● **WRITTEN TASK**: Return the material below word for word, from its first line to the line with "[(80, 157), (80, 155), (77, 153), (74, 154), (74, 157)]", including both of those lines. Leave the pictures out.

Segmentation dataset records
------------------------
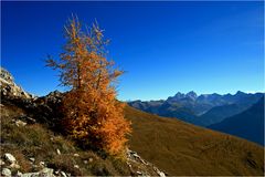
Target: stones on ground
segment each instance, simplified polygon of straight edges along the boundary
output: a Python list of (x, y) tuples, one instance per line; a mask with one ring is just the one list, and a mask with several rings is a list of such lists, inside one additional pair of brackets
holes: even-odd
[(44, 167), (45, 163), (44, 162), (40, 162), (40, 166)]
[(57, 153), (57, 155), (61, 155), (61, 152), (60, 152), (60, 149), (59, 149), (59, 148), (56, 149), (56, 153)]
[(2, 159), (0, 159), (0, 165), (4, 165), (6, 163), (2, 160)]
[(17, 164), (17, 163), (13, 163), (13, 164), (10, 165), (10, 168), (19, 169), (19, 168), (20, 168), (20, 165)]
[(10, 154), (10, 153), (6, 153), (6, 154), (4, 154), (4, 158), (6, 158), (10, 164), (15, 163), (14, 156), (13, 156), (12, 154)]
[(62, 170), (61, 170), (61, 175), (62, 175), (63, 177), (67, 177), (67, 175), (66, 175), (64, 171), (62, 171)]
[(20, 117), (18, 117), (18, 119), (24, 121), (28, 124), (34, 124), (36, 123), (36, 121), (34, 118), (31, 118), (26, 115), (21, 115)]
[(166, 177), (166, 175), (165, 175), (162, 171), (159, 171), (158, 175), (159, 175), (160, 177)]
[(136, 174), (137, 174), (137, 175), (142, 175), (142, 173), (141, 173), (141, 171), (139, 171), (139, 170), (137, 170), (137, 171), (136, 171)]
[(52, 177), (54, 176), (53, 175), (53, 169), (52, 168), (43, 168), (41, 171), (40, 171), (40, 176), (46, 176), (46, 177)]
[(15, 176), (19, 176), (19, 177), (20, 177), (20, 176), (22, 176), (22, 175), (23, 175), (23, 174), (18, 170)]
[(31, 157), (30, 160), (31, 160), (32, 163), (34, 163), (34, 162), (35, 162), (35, 158), (34, 158), (34, 157)]
[(18, 119), (18, 121), (15, 121), (15, 123), (14, 123), (18, 127), (20, 127), (20, 126), (25, 126), (26, 125), (26, 123), (25, 122), (23, 122), (23, 121), (20, 121), (20, 119)]
[(2, 168), (1, 175), (2, 176), (11, 176), (11, 170), (9, 168)]
[(80, 157), (80, 155), (77, 153), (74, 154), (74, 157)]
[[(18, 175), (19, 176), (19, 175)], [(53, 169), (52, 168), (43, 168), (40, 171), (36, 173), (26, 173), (26, 174), (21, 174), (20, 177), (54, 177), (53, 175)]]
------------------------
● **OUTPUT**:
Target: stones on ground
segment each instance, simplified polygon of straight edges along the boundary
output: a Python list of (x, y) tuples, one instance per line; a mask with one ring is just the one list, and a mask with several rings is a list of such lists, inside one additional pair of brackets
holes: even-odd
[(44, 167), (45, 163), (44, 162), (40, 162), (40, 166)]
[(57, 153), (57, 155), (61, 155), (61, 152), (60, 152), (60, 149), (59, 149), (59, 148), (56, 149), (56, 153)]
[(2, 159), (0, 159), (0, 165), (4, 165), (6, 163), (2, 160)]
[(17, 164), (17, 163), (13, 163), (13, 164), (10, 165), (10, 168), (19, 169), (19, 168), (20, 168), (20, 165)]
[(10, 154), (10, 153), (6, 153), (6, 154), (4, 154), (4, 158), (6, 158), (10, 164), (15, 163), (14, 156), (13, 156), (12, 154)]
[(62, 170), (61, 170), (61, 175), (62, 175), (63, 177), (67, 177), (67, 175), (66, 175), (64, 171), (62, 171)]
[(20, 117), (18, 117), (18, 119), (24, 121), (28, 124), (34, 124), (36, 123), (36, 121), (34, 118), (31, 118), (26, 115), (21, 115)]
[(166, 177), (166, 175), (165, 175), (162, 171), (159, 171), (158, 175), (159, 175), (160, 177)]
[(136, 174), (137, 174), (137, 175), (142, 175), (142, 173), (141, 173), (141, 171), (139, 171), (139, 170), (137, 170), (137, 171), (136, 171)]
[(52, 177), (54, 176), (53, 175), (53, 169), (52, 168), (43, 168), (41, 171), (40, 171), (40, 176), (46, 176), (46, 177)]
[(15, 176), (19, 176), (19, 177), (20, 177), (20, 176), (22, 176), (22, 175), (23, 175), (23, 174), (18, 170)]
[(31, 157), (30, 160), (31, 160), (32, 163), (34, 163), (34, 162), (35, 162), (35, 158), (34, 158), (34, 157)]
[(18, 119), (18, 121), (15, 121), (15, 123), (14, 123), (18, 127), (20, 127), (20, 126), (25, 126), (26, 125), (26, 123), (25, 122), (23, 122), (23, 121), (20, 121), (20, 119)]
[(2, 168), (1, 175), (2, 176), (11, 176), (11, 170), (9, 168)]
[(80, 157), (80, 155), (77, 153), (74, 154), (74, 157)]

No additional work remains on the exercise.